= How to complete this task =
Search the lines of the records for the word "below", and copy every line that has it.

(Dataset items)
★ ★ ★
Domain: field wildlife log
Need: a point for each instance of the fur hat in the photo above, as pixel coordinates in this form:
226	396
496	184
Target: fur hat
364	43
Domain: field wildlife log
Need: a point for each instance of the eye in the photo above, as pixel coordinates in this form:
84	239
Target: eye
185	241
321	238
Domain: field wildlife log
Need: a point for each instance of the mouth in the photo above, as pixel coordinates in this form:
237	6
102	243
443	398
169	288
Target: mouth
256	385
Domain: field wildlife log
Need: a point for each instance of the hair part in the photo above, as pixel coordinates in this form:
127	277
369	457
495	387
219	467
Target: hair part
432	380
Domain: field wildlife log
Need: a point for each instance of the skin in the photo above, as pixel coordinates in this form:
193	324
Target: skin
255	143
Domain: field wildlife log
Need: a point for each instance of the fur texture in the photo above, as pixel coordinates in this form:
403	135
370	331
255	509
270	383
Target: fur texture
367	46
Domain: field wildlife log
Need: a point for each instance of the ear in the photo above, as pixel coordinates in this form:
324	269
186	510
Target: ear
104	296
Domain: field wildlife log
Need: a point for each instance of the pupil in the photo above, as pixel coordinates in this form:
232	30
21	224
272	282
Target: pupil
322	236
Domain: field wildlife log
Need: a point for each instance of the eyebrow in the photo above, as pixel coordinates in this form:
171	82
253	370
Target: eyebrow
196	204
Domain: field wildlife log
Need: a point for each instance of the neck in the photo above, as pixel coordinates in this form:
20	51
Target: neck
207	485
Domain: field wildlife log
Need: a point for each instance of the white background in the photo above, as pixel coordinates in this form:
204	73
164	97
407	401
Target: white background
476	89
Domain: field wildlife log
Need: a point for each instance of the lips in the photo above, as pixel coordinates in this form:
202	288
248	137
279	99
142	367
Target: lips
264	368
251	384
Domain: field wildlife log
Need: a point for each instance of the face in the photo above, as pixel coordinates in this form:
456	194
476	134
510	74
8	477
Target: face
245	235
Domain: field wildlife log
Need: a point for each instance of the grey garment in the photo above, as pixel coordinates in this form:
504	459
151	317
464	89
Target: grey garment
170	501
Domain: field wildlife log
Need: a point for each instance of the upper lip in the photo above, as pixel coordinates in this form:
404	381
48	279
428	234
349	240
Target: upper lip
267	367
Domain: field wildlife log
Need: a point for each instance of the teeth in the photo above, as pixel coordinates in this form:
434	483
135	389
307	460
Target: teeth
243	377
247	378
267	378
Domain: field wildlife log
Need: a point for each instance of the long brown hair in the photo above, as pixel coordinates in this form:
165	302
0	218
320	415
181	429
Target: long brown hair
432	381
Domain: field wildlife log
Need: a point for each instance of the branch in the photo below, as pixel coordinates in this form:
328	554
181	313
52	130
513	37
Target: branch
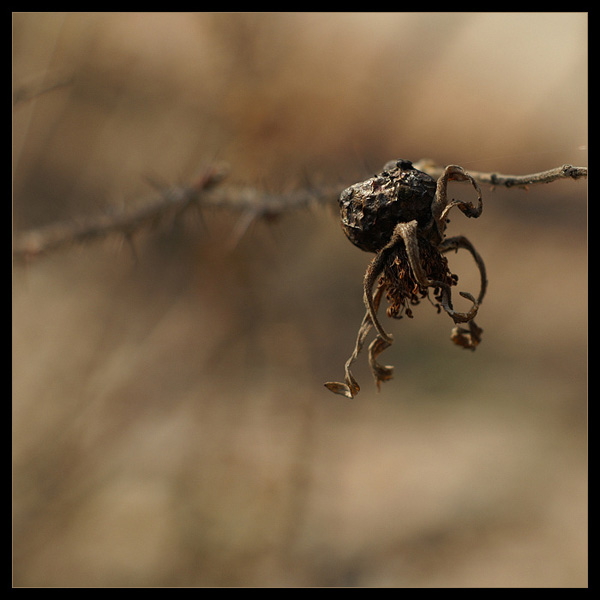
207	192
203	193
564	172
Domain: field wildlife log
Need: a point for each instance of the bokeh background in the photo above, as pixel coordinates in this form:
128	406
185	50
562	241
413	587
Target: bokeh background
170	424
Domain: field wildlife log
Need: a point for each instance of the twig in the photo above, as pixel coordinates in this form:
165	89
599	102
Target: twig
207	192
564	172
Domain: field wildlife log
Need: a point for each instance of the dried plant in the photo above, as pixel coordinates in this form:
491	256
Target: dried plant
401	215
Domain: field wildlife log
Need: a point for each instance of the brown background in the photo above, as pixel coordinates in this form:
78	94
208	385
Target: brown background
170	424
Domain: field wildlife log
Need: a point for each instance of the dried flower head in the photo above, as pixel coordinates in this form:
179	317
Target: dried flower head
401	215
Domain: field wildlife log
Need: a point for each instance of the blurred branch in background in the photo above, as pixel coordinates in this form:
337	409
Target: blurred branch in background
253	203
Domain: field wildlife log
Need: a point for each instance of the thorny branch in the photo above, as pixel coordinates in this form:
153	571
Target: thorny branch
209	192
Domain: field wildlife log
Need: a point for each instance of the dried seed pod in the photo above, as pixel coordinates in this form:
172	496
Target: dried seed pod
371	209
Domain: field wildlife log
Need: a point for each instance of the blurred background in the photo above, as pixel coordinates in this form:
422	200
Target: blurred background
170	423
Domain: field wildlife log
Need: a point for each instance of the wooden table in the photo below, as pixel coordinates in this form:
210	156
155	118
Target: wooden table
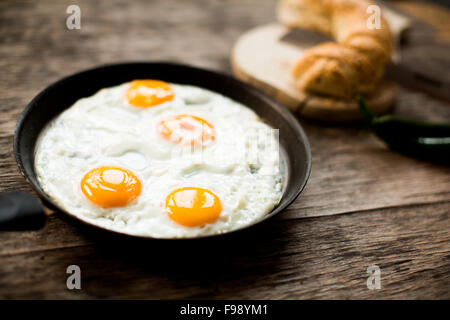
376	207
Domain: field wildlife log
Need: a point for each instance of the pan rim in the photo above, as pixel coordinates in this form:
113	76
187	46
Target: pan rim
281	110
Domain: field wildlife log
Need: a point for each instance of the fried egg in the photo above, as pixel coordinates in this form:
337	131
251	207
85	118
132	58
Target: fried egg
160	159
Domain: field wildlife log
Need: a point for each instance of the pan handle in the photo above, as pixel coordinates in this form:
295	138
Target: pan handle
21	211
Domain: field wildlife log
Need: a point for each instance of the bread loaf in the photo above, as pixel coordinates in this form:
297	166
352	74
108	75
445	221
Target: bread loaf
354	63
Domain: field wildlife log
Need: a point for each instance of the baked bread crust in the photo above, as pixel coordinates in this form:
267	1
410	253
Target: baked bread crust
354	63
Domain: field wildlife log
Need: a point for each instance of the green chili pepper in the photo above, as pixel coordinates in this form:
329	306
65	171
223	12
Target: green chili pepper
430	141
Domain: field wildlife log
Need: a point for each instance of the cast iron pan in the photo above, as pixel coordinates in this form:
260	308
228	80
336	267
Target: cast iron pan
295	153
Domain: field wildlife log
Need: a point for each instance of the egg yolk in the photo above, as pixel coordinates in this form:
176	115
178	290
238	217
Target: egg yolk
110	186
187	130
148	93
192	207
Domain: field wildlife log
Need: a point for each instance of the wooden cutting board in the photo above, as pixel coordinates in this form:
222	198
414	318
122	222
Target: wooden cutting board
262	58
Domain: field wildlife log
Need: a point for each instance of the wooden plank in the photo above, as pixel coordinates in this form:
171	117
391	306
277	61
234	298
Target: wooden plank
351	171
324	257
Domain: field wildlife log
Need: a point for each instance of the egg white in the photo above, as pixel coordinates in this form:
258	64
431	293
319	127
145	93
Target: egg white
241	167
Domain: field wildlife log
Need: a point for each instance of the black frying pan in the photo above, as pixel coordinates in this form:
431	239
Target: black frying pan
295	152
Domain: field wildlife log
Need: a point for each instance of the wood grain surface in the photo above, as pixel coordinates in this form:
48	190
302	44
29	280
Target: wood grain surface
365	204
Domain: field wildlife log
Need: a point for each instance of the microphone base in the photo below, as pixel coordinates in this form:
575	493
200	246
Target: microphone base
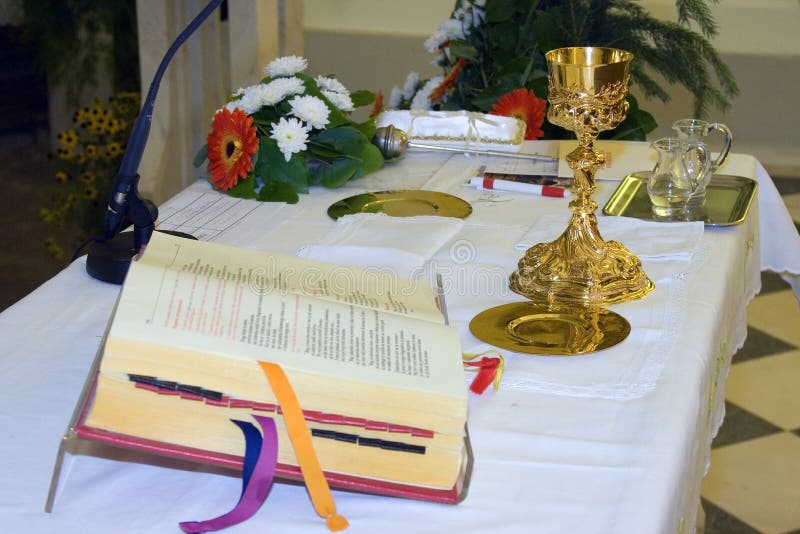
110	260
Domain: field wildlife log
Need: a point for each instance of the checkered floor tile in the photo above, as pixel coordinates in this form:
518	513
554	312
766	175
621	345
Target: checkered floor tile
752	486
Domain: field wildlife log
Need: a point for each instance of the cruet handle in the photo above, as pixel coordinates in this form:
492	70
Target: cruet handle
728	136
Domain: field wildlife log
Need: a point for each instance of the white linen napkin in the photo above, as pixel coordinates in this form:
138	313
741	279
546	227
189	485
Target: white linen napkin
376	240
649	240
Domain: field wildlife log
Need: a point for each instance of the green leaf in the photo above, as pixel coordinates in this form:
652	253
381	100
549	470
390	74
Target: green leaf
278	192
500	10
273	167
504	36
362	98
460	48
371	160
546	28
487	98
201	156
322	151
337	172
343	139
244	189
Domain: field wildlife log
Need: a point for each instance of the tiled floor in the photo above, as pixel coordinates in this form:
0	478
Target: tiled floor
754	482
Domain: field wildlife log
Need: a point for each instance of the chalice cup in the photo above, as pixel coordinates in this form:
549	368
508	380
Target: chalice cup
587	88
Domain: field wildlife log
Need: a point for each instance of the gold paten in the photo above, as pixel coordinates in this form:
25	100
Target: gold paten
727	202
402	203
535	329
587	95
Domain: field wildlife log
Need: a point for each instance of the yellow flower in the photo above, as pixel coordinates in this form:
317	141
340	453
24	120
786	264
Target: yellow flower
68	138
90	192
81	116
46	215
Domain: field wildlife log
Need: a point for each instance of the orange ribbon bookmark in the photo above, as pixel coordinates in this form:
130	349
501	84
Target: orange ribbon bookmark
300	436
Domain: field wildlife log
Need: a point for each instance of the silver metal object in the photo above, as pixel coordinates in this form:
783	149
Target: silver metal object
393	143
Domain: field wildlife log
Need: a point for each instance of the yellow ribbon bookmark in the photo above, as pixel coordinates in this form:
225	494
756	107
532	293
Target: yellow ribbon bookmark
300	436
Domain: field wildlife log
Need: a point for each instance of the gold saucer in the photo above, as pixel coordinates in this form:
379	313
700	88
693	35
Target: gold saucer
402	203
536	329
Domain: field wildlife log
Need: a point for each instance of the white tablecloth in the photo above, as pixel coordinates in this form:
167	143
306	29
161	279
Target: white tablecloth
554	451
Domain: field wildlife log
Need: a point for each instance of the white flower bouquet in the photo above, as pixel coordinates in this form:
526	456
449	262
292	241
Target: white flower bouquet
274	139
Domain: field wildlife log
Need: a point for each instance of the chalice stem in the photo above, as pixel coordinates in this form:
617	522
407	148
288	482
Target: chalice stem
587	88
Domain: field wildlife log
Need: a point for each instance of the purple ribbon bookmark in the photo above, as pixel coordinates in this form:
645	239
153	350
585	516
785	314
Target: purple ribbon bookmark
256	478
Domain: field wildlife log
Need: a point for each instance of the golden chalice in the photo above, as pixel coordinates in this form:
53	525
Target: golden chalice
587	95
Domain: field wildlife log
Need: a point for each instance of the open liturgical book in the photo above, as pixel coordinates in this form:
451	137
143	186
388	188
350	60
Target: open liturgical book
377	371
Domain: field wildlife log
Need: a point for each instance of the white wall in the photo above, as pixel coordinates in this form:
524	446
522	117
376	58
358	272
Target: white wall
373	44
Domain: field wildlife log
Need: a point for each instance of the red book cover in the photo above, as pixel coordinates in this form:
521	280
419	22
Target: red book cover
285	472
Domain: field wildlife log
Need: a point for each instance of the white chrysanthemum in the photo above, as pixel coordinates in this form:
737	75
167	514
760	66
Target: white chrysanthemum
436	40
331	84
291	135
286	66
422	98
311	110
340	100
280	88
395	97
452	29
410	85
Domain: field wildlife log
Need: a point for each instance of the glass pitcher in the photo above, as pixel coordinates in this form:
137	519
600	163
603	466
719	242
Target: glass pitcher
701	167
670	186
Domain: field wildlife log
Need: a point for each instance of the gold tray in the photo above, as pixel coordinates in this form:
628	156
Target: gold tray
535	329
728	200
402	203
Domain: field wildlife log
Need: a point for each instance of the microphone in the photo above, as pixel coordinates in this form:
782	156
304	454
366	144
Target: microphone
110	255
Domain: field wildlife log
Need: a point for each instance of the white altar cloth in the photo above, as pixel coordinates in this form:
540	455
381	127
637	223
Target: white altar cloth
559	461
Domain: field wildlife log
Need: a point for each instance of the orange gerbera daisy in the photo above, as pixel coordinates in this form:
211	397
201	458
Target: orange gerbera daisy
526	106
231	145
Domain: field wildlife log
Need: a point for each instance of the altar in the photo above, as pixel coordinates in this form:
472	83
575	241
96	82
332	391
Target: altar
613	441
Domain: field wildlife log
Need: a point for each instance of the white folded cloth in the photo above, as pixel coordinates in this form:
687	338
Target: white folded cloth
653	241
467	129
376	240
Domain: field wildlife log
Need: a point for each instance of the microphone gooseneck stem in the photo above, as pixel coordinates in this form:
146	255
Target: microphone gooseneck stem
125	204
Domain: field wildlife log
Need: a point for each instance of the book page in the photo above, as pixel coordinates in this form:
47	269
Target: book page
264	273
190	297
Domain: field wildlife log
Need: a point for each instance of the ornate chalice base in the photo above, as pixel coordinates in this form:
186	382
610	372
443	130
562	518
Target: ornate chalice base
587	95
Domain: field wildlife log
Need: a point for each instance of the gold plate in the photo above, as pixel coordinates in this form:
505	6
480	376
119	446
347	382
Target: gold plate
728	200
402	203
535	329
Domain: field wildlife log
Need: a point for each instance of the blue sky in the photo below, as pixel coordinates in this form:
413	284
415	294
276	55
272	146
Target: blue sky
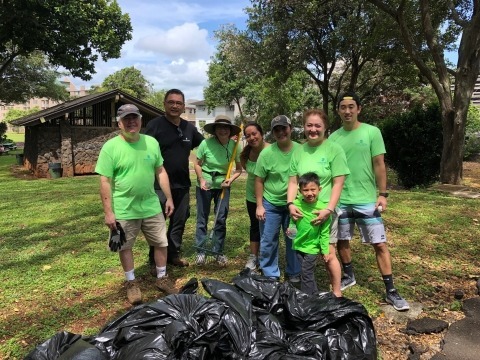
172	41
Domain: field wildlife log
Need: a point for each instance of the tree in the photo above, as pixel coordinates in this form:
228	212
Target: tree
432	28
31	76
71	33
226	83
257	95
339	45
127	79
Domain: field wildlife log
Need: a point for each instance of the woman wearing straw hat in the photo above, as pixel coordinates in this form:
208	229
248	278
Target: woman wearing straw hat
214	156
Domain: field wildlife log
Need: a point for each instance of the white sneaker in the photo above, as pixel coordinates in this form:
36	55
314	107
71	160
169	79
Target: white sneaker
252	262
201	258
★ ★ ★
= Expected answer =
Need: a point for each instance of the branch in the photo below, as pixel coordinates in this form:
Need: a point for each instance of the wooden table in the photo below, as pixel coordinates in this form:
Need: a point for each instance of the microphone base in the photo below, as pixel coordinates in this form:
Need: a point for each instance of the blue sky in the photo below, as pixel coordinates in this form:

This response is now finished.